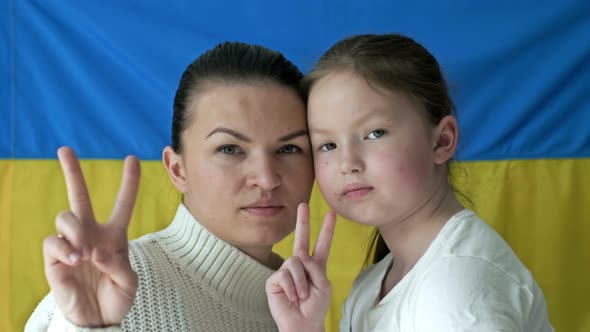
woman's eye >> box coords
[278,144,301,154]
[218,145,243,154]
[320,143,336,151]
[367,129,385,139]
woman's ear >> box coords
[433,115,459,165]
[162,146,187,194]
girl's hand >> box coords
[43,147,140,327]
[266,203,336,332]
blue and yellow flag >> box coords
[0,0,590,332]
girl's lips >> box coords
[243,206,283,217]
[343,187,373,199]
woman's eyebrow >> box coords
[279,129,307,142]
[207,127,252,143]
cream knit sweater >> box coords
[25,204,280,332]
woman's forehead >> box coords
[185,84,306,139]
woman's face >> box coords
[164,83,314,261]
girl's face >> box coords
[308,72,444,226]
[164,83,314,260]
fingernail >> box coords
[299,291,307,300]
[82,245,92,259]
[68,252,80,263]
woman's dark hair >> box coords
[172,42,307,153]
[303,34,468,265]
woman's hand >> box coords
[266,204,336,332]
[43,147,140,327]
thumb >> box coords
[299,253,331,292]
[92,248,138,297]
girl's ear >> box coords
[433,115,459,165]
[162,146,188,194]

-.-.-

# Exercise prompt:
Please turn every line of the items above into a numbered list, leaving out blank lines and the picture line.

# Exercise output:
1. woman's eye >> box coords
2. [278,144,301,154]
3. [218,145,243,154]
4. [320,143,336,151]
5. [367,129,385,139]
6. woman's ear >> box coords
7. [433,115,459,165]
8. [162,146,187,194]
9. girl's hand >> box coords
10. [43,147,140,327]
11. [266,203,336,332]
12. blue and yellow flag >> box coords
13. [0,0,590,332]
14. girl's lips >> box coords
15. [243,206,283,217]
16. [343,187,373,199]
17. woman's eyebrow >> box coords
18. [279,129,307,142]
19. [207,127,252,143]
20. cream knit sweater >> box coords
21. [25,204,280,332]
22. woman's forehead >> box coords
23. [185,84,306,139]
24. woman's face >> box coords
25. [164,83,314,261]
26. girl's face >> box coords
27. [308,72,444,226]
28. [164,83,314,260]
29. fingernail >> box coords
30. [299,291,307,300]
31. [82,245,92,259]
32. [68,252,80,263]
33. woman's dark hair >> box coords
34. [172,42,307,153]
35. [303,34,468,265]
36. woman's hand >> box coords
37. [266,204,336,332]
38. [43,147,140,327]
39. thumb >> box coords
40. [299,253,331,292]
41. [92,248,138,297]
42. girl's ear >> box coords
43. [433,115,459,165]
44. [162,146,188,194]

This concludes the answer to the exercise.